- [Texto de lectura]:
++++++

Probablemente ese 60% de colombianos que, según Gallup, hoy manifiesta su apoyo a los diálogos con las Farc, seguirá creciendo. Así como irá en aumento la avalancha de ruidos provenientes de los que insisten en no ver en el desconocimiento de derechos, el meollo de nuestra problemática de paz.
Un país serio, cuyas decisiones se fundamenten en el conocimiento y no en las flaquezas e intereses de particulares y políticos, le atinaría a la paz que necesita la sociedad, yendo inclusive más allá de la que demanden las Farc.
Es eso lo que deben ir teniendo claro los colombianos que apoyan el proceso y los que no. Jugarle a la paz que necesitamos, nos salvaría del egoísmo y la miopía de quienes no están contemplando sacrificar privilegios, y de previsibles rearmamentos futuros de facciones descontentas con lo acordado.
La mentira de un crecimiento económico atribuido a un país, cuando la realidad no puede ocultar que solo un puñado de individuos se queda con todo, es el tipo de argumento que se burla de la paz que se necesita alcanzar. Es el tipo de argumento que de persistir, seguirá condenándonos, si no a la guerra imperecedera, a una paz falsa. Esa misma que se puede desmoronar a la vuelta de la esquina.

++++++

- [Consigna]: Transcriba literalmente el pasaje del texto sobre la paz con las Farc que va desde «Probablemente ese 60%» hasta «demanden las Farc.».

++++++

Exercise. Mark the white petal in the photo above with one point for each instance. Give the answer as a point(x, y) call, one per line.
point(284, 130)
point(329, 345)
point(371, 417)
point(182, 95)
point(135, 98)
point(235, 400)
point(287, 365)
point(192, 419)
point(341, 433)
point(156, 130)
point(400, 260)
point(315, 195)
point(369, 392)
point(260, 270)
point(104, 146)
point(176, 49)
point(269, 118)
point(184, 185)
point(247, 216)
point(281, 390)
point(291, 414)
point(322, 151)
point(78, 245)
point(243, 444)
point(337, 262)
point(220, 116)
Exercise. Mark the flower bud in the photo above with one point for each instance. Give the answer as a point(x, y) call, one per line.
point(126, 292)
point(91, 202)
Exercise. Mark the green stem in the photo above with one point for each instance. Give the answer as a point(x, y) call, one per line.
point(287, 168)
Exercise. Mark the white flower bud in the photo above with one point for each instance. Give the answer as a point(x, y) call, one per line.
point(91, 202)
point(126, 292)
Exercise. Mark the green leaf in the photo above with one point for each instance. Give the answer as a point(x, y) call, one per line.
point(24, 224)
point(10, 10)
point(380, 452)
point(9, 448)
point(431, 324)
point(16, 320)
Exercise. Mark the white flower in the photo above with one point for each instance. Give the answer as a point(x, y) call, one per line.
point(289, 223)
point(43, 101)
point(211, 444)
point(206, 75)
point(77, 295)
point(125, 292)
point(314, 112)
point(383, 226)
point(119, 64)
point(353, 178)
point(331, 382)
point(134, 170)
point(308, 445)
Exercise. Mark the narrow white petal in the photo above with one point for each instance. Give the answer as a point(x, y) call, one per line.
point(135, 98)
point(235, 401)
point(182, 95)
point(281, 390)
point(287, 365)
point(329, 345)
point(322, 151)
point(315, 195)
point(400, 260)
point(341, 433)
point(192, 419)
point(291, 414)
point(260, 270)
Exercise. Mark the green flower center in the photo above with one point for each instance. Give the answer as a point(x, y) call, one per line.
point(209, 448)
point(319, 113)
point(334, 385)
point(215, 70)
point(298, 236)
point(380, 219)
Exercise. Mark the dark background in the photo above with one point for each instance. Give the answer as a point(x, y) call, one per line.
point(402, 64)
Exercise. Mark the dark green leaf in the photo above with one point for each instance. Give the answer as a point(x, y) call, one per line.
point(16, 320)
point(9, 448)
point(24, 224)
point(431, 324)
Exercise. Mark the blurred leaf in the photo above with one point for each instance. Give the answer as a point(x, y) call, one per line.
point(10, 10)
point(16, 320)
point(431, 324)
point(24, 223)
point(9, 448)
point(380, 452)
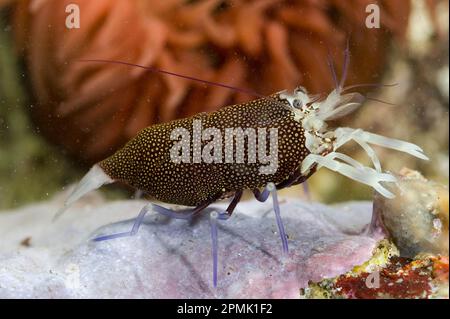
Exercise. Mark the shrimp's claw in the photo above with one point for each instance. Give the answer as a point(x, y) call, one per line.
point(94, 179)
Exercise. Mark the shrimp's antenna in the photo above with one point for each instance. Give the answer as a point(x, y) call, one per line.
point(183, 76)
point(366, 85)
point(380, 101)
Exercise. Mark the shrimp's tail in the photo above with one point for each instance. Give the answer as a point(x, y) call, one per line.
point(94, 179)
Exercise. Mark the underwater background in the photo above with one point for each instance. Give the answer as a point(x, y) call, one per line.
point(58, 115)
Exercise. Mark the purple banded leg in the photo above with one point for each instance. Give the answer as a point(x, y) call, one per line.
point(262, 197)
point(137, 223)
point(306, 191)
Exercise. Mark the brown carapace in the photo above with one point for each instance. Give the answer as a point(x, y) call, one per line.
point(145, 162)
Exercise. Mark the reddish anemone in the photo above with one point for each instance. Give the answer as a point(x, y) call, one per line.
point(92, 109)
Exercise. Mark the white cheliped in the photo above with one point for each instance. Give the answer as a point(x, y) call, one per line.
point(313, 115)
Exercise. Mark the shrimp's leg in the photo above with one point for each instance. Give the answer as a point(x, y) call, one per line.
point(213, 217)
point(134, 229)
point(262, 197)
point(184, 214)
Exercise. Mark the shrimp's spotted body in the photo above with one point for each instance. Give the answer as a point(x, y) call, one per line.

++++++

- [Resolución propuesta]:
Probablemente ese 60% de colombianos que, según Gallup, hoy manifiesta su apoyo a los diálogos con las Farc, seguirá creciendo. Así como irá en aumento la avalancha de ruidos provenientes de los que insisten en no ver en el desconocimiento de derechos, el meollo de nuestra problemática de paz.
Un país serio, cuyas decisiones se fundamenten en el conocimiento y no en las flaquezas e intereses de particulares y políticos, le atinaría a la paz que necesita la sociedad, yendo inclusive más allá de la que demanden las Farc.